• _Extract provided_:
↓↓↓

Yesterday was one of those awesome days where I had chance to spend significant time in the sewing room!!!!! I cut and completed the Bravo Bella 2…. Before I get into my dissertation, here are some pics of the finished bra.
Overall, I’m very pleased!!!! I think I might have a new favorite bra pattern!
Things I like:
- The side cup panel. I don’t know what it’s called exactly, but I think it makes the bra so pretty…and it’s easy to, so why not?!
- The wider back. That was actually one of the reasons that I wanted to try something different than my regular KS 2101. It has basically a straight back and takes two bra hooks, this one has a different style and takes 3.
- The underwire sits where it’s supposed to sit!! That’s one of my problems with KS 2101. When I wear them, it feels like the underwire is just a bit below where it’s supposed to be and even when I made the 32D sample, it was still down to far. I’m not really sure what causes that.
- The center seam lands right where it’s supposed to! On KS 2101 it had a tendancy to be too low (But to be fair to the KS 2101, I think that would have been improved if I made a 32D.)
- Underwires are flat against my chest!
- I had to trim the underwires (I used size 34) and I used heat shrink electrical tubing (bought @ home depot) to seal the ends. This was super easy and quick!! I had tried that rubber coating the last time I trimmed some underwires and it took FOREVER (as in 4 days or so) to actually dry. For this tubing, I just took a bit and slipped it on then end and then held it over the flame on our gas stove until it shrunk up. (I did accidentally catch the tips on fire, but it wasn’t a big deal..ha ha ha. I’ll know not to get so close next time.) It cooled in just a minute and I was able to go right back to bra sewing. I hope this stuff holds up well. I think I read this tip on someone’s blog…
- The straps are exactly where they should be!! No adjustments necessary.

↑↑↑

• _Data_:

↓↓↓

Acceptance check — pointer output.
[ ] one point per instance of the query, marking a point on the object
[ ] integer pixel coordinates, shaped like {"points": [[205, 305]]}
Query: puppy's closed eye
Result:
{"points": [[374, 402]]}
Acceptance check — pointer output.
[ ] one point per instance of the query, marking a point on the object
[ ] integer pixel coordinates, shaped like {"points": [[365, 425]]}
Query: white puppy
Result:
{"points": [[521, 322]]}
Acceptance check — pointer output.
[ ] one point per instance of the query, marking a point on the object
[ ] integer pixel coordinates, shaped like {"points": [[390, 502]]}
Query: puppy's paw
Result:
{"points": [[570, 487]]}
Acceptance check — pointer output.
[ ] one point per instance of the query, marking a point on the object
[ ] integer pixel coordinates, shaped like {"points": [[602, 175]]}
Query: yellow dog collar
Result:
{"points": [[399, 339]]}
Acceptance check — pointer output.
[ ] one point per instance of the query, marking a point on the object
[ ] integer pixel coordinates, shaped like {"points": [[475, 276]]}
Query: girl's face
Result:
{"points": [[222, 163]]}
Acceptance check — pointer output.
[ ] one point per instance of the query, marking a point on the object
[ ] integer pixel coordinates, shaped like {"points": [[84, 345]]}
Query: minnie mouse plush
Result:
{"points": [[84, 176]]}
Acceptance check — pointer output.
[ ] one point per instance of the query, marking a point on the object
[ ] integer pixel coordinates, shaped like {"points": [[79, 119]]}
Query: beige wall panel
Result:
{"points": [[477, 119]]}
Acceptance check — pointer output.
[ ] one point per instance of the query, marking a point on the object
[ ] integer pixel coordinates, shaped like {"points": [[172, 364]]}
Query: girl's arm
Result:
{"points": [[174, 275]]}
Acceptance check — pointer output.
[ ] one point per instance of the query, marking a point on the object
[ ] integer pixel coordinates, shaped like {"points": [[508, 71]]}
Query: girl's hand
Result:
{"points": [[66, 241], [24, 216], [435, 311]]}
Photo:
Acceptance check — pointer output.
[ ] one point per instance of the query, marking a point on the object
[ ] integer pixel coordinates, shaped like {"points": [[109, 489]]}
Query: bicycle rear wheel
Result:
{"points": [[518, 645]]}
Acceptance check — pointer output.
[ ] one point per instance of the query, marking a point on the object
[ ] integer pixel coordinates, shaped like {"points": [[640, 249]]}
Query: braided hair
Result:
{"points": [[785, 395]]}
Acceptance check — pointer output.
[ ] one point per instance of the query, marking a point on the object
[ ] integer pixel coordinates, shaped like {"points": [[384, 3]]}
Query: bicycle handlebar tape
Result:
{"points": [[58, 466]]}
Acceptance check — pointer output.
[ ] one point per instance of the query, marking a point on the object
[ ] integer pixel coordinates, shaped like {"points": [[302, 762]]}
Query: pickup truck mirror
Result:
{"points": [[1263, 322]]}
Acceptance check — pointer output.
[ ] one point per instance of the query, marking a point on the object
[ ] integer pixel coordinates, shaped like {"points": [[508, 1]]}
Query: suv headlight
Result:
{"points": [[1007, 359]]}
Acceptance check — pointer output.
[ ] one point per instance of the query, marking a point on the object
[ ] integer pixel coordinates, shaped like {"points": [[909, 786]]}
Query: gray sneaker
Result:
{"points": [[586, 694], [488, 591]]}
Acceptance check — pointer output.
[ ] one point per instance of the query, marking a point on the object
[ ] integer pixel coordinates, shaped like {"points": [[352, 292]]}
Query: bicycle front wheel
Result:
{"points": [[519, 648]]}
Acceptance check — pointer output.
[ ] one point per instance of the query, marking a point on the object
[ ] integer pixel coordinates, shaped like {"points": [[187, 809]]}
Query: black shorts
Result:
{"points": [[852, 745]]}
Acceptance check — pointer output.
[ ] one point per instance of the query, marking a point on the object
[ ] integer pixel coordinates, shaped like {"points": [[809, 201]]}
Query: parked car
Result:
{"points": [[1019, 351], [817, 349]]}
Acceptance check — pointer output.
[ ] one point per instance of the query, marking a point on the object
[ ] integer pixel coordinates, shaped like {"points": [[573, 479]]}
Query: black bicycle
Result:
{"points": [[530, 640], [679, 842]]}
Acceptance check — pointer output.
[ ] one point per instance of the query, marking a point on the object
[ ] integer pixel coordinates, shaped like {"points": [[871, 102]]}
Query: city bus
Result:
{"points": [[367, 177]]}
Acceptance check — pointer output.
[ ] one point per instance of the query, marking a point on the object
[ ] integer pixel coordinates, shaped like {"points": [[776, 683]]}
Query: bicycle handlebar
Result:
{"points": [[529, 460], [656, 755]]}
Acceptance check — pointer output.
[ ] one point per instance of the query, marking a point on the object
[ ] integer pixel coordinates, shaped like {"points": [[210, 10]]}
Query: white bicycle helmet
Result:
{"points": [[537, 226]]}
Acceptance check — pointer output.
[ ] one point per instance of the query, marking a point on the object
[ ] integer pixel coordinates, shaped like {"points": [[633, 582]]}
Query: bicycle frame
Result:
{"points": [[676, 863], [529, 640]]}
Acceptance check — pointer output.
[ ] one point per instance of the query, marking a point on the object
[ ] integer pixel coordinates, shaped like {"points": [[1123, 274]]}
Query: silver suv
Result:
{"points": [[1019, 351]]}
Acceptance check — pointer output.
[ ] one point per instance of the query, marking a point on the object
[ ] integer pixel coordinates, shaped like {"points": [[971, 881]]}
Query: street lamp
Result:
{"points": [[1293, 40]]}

↑↑↑

• _Stated problem_:
In the bra-sewing post, swap "underwire" for "wire" and give the passage between "- The wider" and "made a 32D.)", inclusive. Work only from the bra-sewing post, not the records.

• _Exercise result_:
- The wider back. That was actually one of the reasons that I wanted to try something different than my regular KS 2101. It has basically a straight back and takes two bra hooks, this one has a different style and takes 3.
- The wire sits where it’s supposed to sit!! That’s one of my problems with KS 2101. When I wear them, it feels like the wire is just a bit below where it’s supposed to be and even when I made the 32D sample, it was still down to far. I’m not really sure what causes that.
- The center seam lands right where it’s supposed to! On KS 2101 it had a tendancy to be too low (But to be fair to the KS 2101, I think that would have been improved if I made a 32D.)